Exercise:
From the line bearing "Question. For every instance of the driveway" down to the final line of the records below, give every line again exactly and add nothing.

Start of Source records

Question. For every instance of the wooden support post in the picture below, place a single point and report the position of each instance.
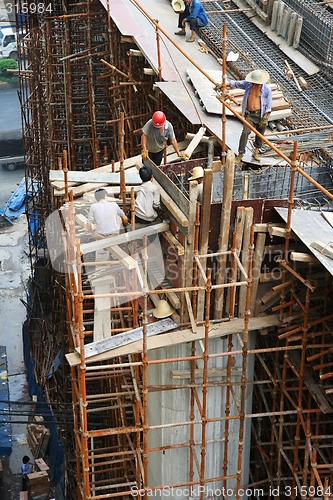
(245, 257)
(239, 228)
(257, 260)
(229, 172)
(204, 236)
(189, 247)
(195, 141)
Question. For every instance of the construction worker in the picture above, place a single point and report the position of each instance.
(155, 134)
(105, 215)
(197, 17)
(256, 108)
(147, 198)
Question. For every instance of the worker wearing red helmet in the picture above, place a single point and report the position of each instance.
(155, 134)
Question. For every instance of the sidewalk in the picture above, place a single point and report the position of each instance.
(14, 272)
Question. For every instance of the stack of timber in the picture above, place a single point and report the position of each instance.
(38, 485)
(38, 436)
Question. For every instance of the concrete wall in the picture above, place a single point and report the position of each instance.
(172, 466)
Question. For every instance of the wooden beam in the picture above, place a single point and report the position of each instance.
(124, 237)
(257, 261)
(204, 235)
(121, 339)
(303, 257)
(190, 311)
(173, 242)
(171, 207)
(95, 175)
(177, 337)
(198, 373)
(170, 188)
(195, 141)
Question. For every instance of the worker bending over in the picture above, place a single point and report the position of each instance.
(155, 134)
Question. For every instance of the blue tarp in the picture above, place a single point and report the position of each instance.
(16, 204)
(5, 427)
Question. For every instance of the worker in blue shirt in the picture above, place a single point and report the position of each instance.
(197, 17)
(256, 108)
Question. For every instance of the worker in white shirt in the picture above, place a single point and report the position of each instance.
(147, 198)
(105, 215)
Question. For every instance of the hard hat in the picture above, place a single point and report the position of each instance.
(197, 172)
(158, 119)
(178, 5)
(163, 309)
(259, 76)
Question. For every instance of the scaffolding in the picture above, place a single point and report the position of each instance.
(233, 393)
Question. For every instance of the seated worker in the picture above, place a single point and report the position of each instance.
(104, 214)
(197, 17)
(183, 11)
(147, 198)
(197, 175)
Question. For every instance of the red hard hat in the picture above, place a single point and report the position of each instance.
(158, 119)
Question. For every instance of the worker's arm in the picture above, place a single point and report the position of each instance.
(144, 152)
(176, 148)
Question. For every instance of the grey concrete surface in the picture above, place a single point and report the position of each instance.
(14, 272)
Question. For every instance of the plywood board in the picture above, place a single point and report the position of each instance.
(208, 97)
(124, 237)
(161, 326)
(222, 329)
(311, 226)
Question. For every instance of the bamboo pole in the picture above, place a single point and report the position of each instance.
(229, 170)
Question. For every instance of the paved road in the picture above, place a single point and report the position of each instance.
(10, 118)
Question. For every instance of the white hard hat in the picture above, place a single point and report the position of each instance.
(177, 5)
(163, 309)
(259, 76)
(197, 172)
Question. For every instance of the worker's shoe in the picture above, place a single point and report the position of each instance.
(239, 157)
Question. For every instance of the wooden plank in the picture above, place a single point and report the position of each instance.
(121, 339)
(198, 373)
(310, 383)
(60, 185)
(170, 189)
(124, 237)
(173, 242)
(222, 329)
(328, 216)
(245, 258)
(204, 234)
(95, 176)
(257, 261)
(81, 189)
(224, 225)
(303, 257)
(190, 311)
(195, 141)
(126, 259)
(171, 207)
(326, 250)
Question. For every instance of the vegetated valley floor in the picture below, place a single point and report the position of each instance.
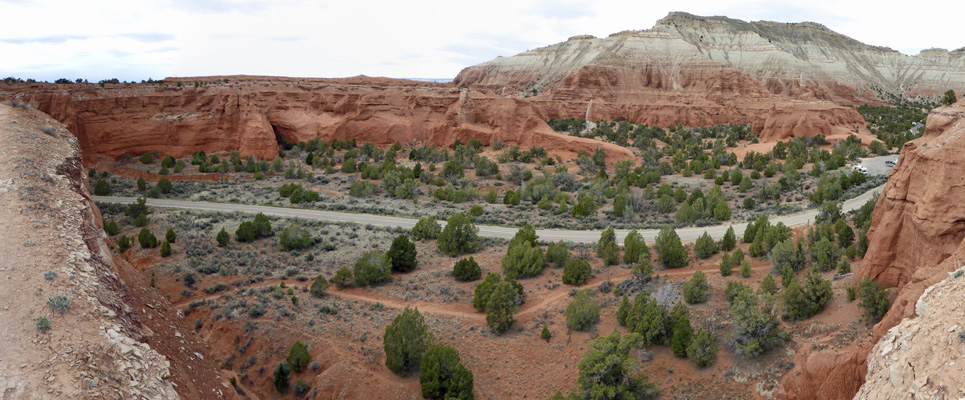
(250, 300)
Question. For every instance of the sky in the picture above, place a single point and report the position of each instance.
(137, 40)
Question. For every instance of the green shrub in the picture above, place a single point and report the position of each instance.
(702, 351)
(147, 158)
(295, 237)
(577, 272)
(670, 251)
(873, 298)
(483, 290)
(726, 265)
(405, 341)
(768, 285)
(460, 236)
(147, 239)
(648, 319)
(298, 356)
(373, 268)
(511, 198)
(362, 189)
(59, 303)
(167, 161)
(624, 311)
(789, 254)
(643, 270)
(223, 238)
(102, 188)
(111, 227)
(607, 367)
(523, 260)
(402, 253)
(756, 328)
(695, 289)
(443, 376)
(123, 243)
(42, 324)
(949, 98)
(634, 247)
(281, 377)
(608, 236)
(681, 331)
(426, 228)
(558, 253)
(165, 186)
(582, 312)
(729, 241)
(705, 246)
(505, 299)
(585, 207)
(252, 230)
(745, 270)
(319, 286)
(342, 278)
(466, 270)
(852, 292)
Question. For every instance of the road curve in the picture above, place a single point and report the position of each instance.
(587, 236)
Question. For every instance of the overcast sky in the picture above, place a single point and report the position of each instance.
(135, 40)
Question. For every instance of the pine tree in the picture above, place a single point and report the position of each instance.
(729, 241)
(624, 311)
(682, 330)
(702, 350)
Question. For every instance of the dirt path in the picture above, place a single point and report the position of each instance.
(534, 306)
(576, 236)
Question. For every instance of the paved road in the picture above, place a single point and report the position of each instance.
(588, 236)
(876, 165)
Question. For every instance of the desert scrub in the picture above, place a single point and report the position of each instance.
(58, 303)
(583, 312)
(42, 323)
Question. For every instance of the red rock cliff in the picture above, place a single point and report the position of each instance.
(253, 114)
(117, 337)
(915, 240)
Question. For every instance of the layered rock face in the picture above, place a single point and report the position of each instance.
(110, 335)
(802, 60)
(917, 238)
(919, 221)
(253, 115)
(921, 357)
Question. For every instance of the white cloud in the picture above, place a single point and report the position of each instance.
(48, 39)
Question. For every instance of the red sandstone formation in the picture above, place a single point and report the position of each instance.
(252, 114)
(915, 240)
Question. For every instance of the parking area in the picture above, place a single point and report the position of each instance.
(876, 165)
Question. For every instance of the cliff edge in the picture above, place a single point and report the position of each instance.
(917, 238)
(78, 322)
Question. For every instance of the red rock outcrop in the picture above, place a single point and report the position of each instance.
(253, 114)
(919, 221)
(116, 337)
(915, 240)
(660, 87)
(919, 358)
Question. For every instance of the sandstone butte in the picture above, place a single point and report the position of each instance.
(917, 239)
(119, 338)
(253, 114)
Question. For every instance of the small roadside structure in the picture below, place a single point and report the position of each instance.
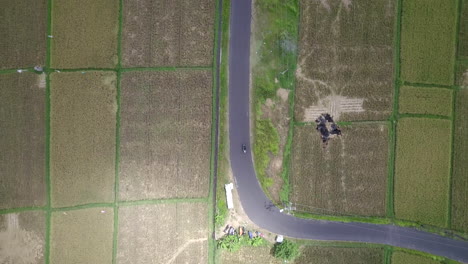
(228, 188)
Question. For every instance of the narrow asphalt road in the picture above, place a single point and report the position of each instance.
(260, 209)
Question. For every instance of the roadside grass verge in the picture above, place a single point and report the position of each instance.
(273, 64)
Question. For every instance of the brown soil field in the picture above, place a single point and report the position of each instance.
(168, 33)
(405, 258)
(460, 164)
(165, 134)
(425, 100)
(163, 233)
(422, 168)
(22, 237)
(23, 31)
(332, 255)
(22, 144)
(345, 61)
(249, 255)
(82, 141)
(349, 176)
(84, 33)
(82, 236)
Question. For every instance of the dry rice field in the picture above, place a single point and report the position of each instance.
(22, 141)
(22, 238)
(345, 60)
(165, 134)
(349, 176)
(168, 33)
(163, 233)
(428, 41)
(82, 236)
(82, 141)
(406, 258)
(23, 33)
(425, 100)
(422, 167)
(334, 255)
(84, 34)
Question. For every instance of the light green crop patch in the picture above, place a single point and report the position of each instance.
(422, 169)
(460, 164)
(23, 33)
(428, 41)
(425, 100)
(84, 33)
(22, 140)
(82, 236)
(82, 141)
(405, 258)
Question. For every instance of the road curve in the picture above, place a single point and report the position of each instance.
(260, 209)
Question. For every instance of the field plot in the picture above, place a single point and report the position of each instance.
(462, 75)
(23, 31)
(82, 236)
(425, 100)
(22, 237)
(349, 176)
(428, 41)
(345, 63)
(405, 258)
(168, 33)
(422, 170)
(84, 33)
(82, 144)
(332, 255)
(22, 141)
(463, 34)
(249, 255)
(163, 233)
(165, 134)
(460, 164)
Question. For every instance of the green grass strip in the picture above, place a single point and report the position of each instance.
(424, 116)
(422, 85)
(162, 201)
(117, 136)
(23, 209)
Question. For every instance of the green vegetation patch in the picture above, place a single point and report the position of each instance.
(348, 176)
(428, 41)
(82, 141)
(422, 170)
(84, 33)
(163, 233)
(405, 258)
(463, 34)
(425, 100)
(345, 63)
(22, 237)
(22, 144)
(460, 164)
(82, 236)
(461, 74)
(332, 255)
(165, 134)
(168, 33)
(23, 31)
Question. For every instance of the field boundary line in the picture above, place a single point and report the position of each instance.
(23, 209)
(117, 135)
(214, 129)
(427, 116)
(428, 85)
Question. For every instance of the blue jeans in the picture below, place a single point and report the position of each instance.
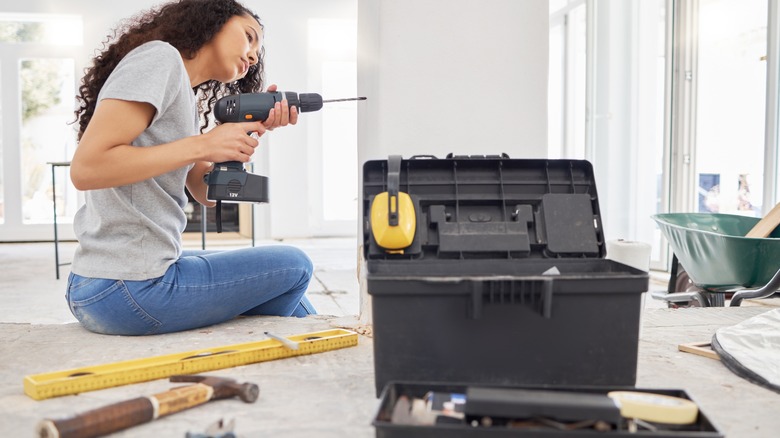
(200, 289)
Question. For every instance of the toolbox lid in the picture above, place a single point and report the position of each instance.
(486, 207)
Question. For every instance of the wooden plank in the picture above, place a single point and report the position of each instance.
(699, 348)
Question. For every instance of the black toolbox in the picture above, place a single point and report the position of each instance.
(387, 428)
(505, 281)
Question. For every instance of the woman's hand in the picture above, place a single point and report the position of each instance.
(281, 114)
(232, 142)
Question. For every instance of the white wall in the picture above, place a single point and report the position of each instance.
(461, 76)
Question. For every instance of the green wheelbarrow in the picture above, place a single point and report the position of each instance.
(715, 259)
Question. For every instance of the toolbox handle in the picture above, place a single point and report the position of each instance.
(393, 187)
(534, 293)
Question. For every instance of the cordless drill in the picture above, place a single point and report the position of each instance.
(229, 181)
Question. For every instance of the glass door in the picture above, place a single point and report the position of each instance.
(38, 57)
(730, 120)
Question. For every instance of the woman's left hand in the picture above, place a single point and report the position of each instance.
(281, 114)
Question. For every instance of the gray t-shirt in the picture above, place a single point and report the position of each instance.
(133, 232)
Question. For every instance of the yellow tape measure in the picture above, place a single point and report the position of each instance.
(77, 380)
(657, 408)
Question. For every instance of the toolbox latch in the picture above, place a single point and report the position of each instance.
(533, 293)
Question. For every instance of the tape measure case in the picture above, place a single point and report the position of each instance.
(505, 281)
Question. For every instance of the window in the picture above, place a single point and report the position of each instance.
(566, 92)
(37, 67)
(731, 93)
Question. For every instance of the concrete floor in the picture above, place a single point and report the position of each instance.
(322, 395)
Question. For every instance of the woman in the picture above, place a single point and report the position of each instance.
(139, 146)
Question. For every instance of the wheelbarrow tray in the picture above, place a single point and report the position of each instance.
(714, 252)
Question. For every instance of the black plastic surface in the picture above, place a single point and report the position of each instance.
(505, 283)
(492, 208)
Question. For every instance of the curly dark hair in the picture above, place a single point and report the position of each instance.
(187, 25)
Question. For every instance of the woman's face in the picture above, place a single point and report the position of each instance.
(235, 48)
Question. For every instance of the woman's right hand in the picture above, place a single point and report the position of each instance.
(232, 141)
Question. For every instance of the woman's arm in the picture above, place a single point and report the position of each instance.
(105, 158)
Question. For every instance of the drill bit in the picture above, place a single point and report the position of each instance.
(345, 100)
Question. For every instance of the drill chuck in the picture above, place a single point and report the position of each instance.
(248, 107)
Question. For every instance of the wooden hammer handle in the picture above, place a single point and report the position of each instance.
(101, 421)
(767, 224)
(122, 415)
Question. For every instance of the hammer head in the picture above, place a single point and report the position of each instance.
(224, 387)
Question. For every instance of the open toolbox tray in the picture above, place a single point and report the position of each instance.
(472, 300)
(702, 428)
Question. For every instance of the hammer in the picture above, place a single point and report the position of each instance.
(129, 413)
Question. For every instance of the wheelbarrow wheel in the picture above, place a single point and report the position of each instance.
(683, 283)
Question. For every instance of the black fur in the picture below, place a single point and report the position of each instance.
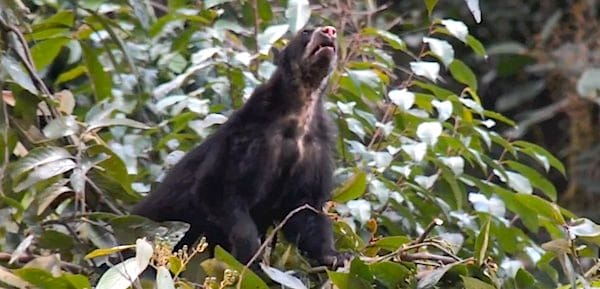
(270, 157)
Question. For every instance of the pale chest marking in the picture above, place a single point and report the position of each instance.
(305, 119)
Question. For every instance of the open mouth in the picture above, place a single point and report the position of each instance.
(323, 46)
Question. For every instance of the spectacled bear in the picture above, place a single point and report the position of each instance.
(272, 156)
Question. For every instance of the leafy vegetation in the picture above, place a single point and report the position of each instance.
(100, 99)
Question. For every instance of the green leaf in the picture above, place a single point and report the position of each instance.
(107, 251)
(44, 52)
(248, 278)
(61, 126)
(347, 281)
(352, 188)
(46, 171)
(433, 277)
(64, 18)
(477, 47)
(535, 178)
(18, 74)
(99, 123)
(430, 4)
(463, 74)
(297, 13)
(472, 283)
(71, 74)
(524, 279)
(584, 228)
(391, 274)
(283, 278)
(542, 207)
(101, 80)
(51, 239)
(37, 157)
(392, 39)
(499, 117)
(42, 279)
(483, 240)
(392, 243)
(540, 154)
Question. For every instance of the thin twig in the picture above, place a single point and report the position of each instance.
(24, 258)
(433, 224)
(256, 23)
(276, 229)
(268, 240)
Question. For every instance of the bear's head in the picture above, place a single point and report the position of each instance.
(311, 55)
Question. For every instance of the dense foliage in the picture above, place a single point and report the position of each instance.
(100, 99)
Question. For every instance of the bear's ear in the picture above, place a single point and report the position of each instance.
(276, 55)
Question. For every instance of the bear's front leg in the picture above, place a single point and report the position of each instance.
(240, 228)
(313, 234)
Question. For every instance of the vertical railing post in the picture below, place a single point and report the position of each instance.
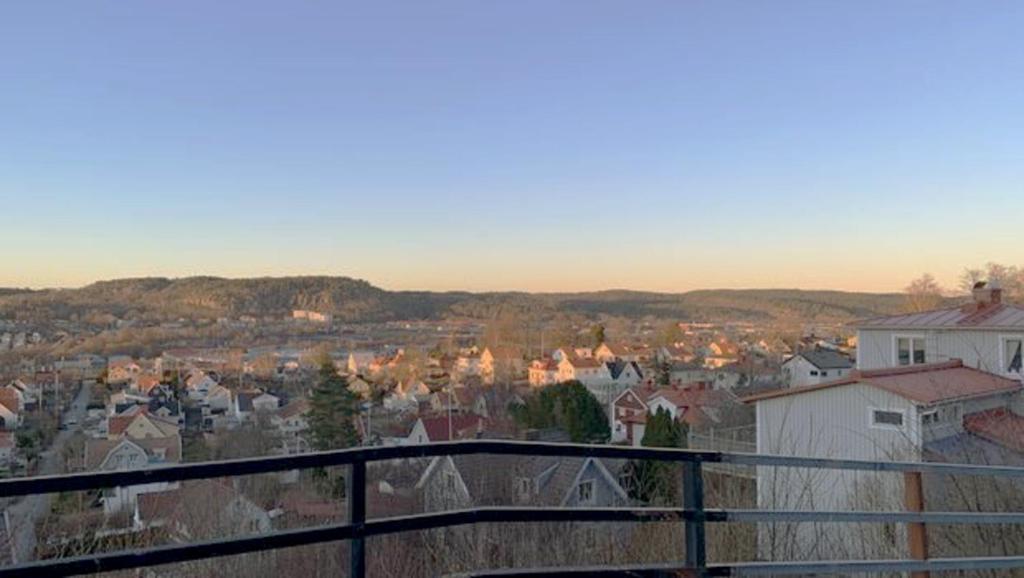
(916, 536)
(357, 518)
(696, 554)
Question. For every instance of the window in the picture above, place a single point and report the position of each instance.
(450, 484)
(909, 351)
(885, 418)
(1012, 354)
(524, 488)
(585, 492)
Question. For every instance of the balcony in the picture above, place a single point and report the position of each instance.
(692, 519)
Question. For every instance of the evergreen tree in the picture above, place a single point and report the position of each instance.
(665, 373)
(567, 406)
(653, 481)
(333, 411)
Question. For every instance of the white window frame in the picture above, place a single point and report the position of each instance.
(1003, 351)
(911, 337)
(929, 413)
(871, 423)
(593, 488)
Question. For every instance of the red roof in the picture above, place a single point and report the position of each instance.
(926, 384)
(462, 426)
(584, 363)
(972, 315)
(8, 399)
(998, 425)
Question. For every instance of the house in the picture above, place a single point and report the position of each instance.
(137, 423)
(584, 370)
(444, 428)
(7, 446)
(359, 386)
(468, 364)
(615, 352)
(312, 317)
(122, 369)
(251, 402)
(985, 333)
(815, 366)
(18, 391)
(697, 405)
(358, 362)
(145, 382)
(900, 413)
(687, 372)
(543, 372)
(292, 419)
(625, 374)
(124, 453)
(200, 509)
(503, 363)
(28, 390)
(199, 383)
(218, 399)
(10, 416)
(569, 353)
(676, 353)
(628, 416)
(407, 397)
(453, 482)
(459, 400)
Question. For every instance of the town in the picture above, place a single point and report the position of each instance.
(931, 385)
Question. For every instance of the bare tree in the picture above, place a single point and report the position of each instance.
(923, 294)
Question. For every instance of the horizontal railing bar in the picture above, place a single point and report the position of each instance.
(767, 568)
(939, 518)
(864, 465)
(249, 466)
(291, 538)
(673, 569)
(860, 566)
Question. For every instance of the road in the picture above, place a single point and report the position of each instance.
(26, 513)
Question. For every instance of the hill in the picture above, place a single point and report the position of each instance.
(355, 300)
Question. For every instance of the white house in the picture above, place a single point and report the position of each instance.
(123, 454)
(985, 333)
(358, 362)
(884, 414)
(815, 366)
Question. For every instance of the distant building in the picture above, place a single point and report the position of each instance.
(986, 333)
(313, 317)
(816, 366)
(922, 412)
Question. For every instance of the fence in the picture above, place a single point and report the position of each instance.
(693, 514)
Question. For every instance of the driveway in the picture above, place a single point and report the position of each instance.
(25, 514)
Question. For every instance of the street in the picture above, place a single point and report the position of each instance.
(25, 514)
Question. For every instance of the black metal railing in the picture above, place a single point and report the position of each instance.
(693, 514)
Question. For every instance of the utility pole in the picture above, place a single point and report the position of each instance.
(451, 395)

End of Source records

Reply:
Question. For every instance of the driveway in the picture above, place a single point and report the position of each instance.
(25, 514)
Question. For every instance of the street in the picture above, place a single point and report the position of each instance.
(25, 514)
Question. For every instance of the black metal railing in the picture above, place a single point and report the position of each instance.
(693, 514)
Question. For every instance of the utility pole in the picture above, place a single point and report the position of each instance.
(451, 395)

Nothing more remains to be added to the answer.